→ DIRECTIVES:
1. Reproduce the antenna text between "The repeated turns" and "inner area 122.", inclusive.
2. According to the antenna text, what are all the ways the two antennae may interact deleteriously?

The repeated turns of the near-field communication antenna 114 cause issues for the terminals 124, 130 of the two antennae 114, 116, since the inner area 122 becomes completely bounded. As such, there must be provided at least a first bridge 134 for an inner terminal 124i of the near-field communication antenna 114, and a second bridge 136 for the far-field antenna terminal 130, such that each terminal 124i, 130 is able to reach an edge 126 of the module substrate 112.
In this particular embodiment, the far-field antenna 116 is a Wi-Fi antenna having an area of 40mm by 15mm, whereas the near-field communication antenna 114 is formed as a loop 118 having three turns, a complete area of 50mm by 70mm and a turn width of 1mm, each turn being separated by a gap of 0.5mm. As such, the far-field antenna 116 occupies less than half of the inner area 122.
It will be noted that there are three primary means by which the antennae 114, 116 may interact deleteriously: firstly, where the two antennae 114, 116 are in close proximity to one another, they may interact and couple, resulting in frequency modification; secondly, electromagnetic interference at or adjacent to the terminals 124, 130 of the near-field communication antenna 114 and far-field antenna 116 may result in an impedance mismatch which affects the far-field antenna 116 in particular; and finally, where the E- and H-planes of the far-field antenna 116 intersect with the near-field communication antenna 114, respectively aligned to the lateral and longitudinal axes of the far-field antenna body 128, a shielding effect is experienced, distorting the radiation pattern of the far-field antenna 116.
The arrangement of the two antennae 114, 116, such that the far-field antenna 116 is spaced apart at least in part from some of the loop 118 from the near-field communication antenna 114, ensures that the interference effects are reduced to acceptable levels, enabling satisfactory performance for both antennae 114, 116 at their desired frequencies.

→ EXTRACTED ENTRIES:
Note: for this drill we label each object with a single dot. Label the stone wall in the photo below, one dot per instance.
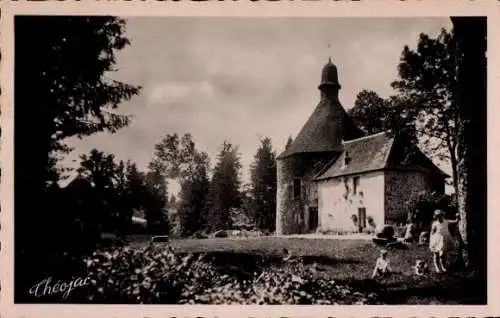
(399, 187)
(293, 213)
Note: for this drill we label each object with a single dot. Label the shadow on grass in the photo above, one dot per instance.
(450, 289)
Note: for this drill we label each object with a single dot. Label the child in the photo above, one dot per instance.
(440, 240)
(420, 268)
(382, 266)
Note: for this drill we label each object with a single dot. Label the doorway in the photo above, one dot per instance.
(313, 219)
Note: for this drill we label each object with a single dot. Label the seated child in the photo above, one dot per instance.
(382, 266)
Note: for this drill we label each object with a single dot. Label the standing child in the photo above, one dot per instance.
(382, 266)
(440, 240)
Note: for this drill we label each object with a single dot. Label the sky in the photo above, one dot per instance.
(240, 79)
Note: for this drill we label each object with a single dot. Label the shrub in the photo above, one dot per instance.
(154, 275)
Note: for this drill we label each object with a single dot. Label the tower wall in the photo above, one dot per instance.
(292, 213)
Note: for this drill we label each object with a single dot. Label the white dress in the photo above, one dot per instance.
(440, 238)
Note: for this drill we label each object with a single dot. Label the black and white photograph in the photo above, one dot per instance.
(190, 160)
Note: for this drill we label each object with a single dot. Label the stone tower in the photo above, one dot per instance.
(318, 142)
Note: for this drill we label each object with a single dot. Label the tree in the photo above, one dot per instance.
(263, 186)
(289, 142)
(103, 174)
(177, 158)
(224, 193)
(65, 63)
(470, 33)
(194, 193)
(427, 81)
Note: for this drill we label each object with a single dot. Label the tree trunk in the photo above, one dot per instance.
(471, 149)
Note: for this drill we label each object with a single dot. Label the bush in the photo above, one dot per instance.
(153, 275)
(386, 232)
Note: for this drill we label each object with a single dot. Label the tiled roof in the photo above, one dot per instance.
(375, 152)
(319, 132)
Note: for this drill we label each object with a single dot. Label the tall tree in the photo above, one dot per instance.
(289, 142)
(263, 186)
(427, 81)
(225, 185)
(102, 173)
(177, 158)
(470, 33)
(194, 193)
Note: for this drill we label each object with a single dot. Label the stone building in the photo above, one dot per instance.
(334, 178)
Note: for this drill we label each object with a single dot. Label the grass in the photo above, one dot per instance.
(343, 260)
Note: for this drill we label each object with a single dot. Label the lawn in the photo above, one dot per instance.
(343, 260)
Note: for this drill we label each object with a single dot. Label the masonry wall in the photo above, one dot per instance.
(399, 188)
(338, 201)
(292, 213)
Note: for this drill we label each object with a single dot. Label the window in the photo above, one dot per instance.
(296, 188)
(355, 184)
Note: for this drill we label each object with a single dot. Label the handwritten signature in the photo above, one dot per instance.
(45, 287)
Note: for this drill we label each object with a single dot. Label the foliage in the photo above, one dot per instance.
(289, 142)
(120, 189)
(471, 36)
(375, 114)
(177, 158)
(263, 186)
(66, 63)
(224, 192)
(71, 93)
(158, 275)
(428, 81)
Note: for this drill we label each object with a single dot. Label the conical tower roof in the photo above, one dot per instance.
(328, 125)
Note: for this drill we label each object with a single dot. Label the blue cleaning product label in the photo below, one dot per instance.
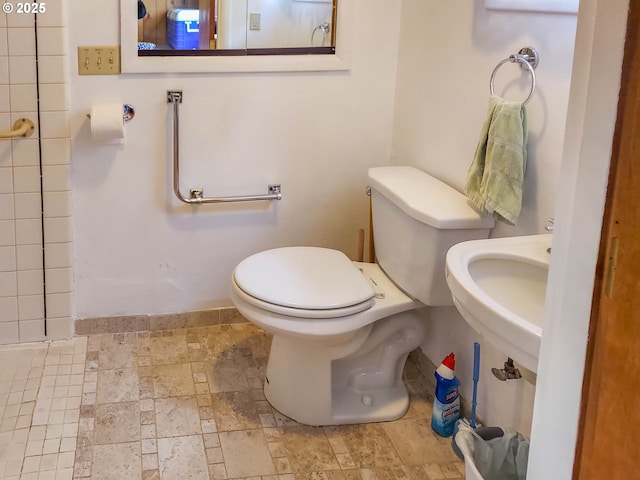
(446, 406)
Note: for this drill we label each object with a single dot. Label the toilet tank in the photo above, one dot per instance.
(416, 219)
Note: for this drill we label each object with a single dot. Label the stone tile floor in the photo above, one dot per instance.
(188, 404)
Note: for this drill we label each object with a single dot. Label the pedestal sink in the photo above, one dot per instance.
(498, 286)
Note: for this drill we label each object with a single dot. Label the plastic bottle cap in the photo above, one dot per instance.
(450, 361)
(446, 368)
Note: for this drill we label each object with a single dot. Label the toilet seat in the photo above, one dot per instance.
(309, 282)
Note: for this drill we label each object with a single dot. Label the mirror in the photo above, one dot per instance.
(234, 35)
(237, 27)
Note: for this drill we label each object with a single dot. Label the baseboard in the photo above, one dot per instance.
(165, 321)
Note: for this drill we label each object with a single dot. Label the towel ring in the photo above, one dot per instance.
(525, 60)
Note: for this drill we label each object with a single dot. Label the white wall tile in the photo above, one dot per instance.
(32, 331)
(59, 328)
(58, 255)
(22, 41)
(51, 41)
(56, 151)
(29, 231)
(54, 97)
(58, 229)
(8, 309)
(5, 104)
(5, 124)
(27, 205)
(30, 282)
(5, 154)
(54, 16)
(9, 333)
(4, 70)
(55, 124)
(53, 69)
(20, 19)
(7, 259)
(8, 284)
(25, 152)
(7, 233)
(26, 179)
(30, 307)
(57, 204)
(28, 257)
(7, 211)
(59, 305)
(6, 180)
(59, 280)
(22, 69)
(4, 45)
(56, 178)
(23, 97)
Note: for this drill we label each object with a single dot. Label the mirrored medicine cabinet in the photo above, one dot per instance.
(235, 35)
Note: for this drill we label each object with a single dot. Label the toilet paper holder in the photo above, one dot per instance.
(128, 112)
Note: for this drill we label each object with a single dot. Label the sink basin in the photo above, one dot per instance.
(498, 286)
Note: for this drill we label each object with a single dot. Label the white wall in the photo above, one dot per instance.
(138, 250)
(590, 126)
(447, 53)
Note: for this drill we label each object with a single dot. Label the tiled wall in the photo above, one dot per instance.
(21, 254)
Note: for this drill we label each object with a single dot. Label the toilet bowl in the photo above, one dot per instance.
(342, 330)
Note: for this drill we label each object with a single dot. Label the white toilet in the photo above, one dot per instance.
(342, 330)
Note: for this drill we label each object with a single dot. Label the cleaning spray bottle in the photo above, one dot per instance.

→ ANSWERS FOR THE TASKS:
1.
The repeated turns of the near-field communication antenna 114 cause issues for the terminals 124, 130 of the two antennae 114, 116, since the inner area 122 becomes completely bounded. As such, there must be provided at least a first bridge 134 for an inner terminal 124i of the near-field communication antenna 114, and a second bridge 136 for the far-field antenna terminal 130, such that each terminal 124i, 130 is able to reach an edge 126 of the module substrate 112.
In this particular embodiment, the far-field antenna 116 is a Wi-Fi antenna having an area of 40mm by 15mm, whereas the near-field communication antenna 114 is formed as a loop 118 having three turns, a complete area of 50mm by 70mm and a turn width of 1mm, each turn being separated by a gap of 0.5mm. As such, the far-field antenna 116 occupies less than half of the inner area 122.

2.
1. When the two antennae are in close proximity, they may interact and couple, which modifies the frequency.
2. Electromagnetic interference at or near the terminals of the near-field communication antenna and the far-field antenna may cause an impedance mismatch, which affects the far-field antenna in particular.
3. Where the E- and H-planes of the far-field antenna intersect the near-field communication antenna, a shielding effect occurs that distorts the far-field antenna's radiation pattern.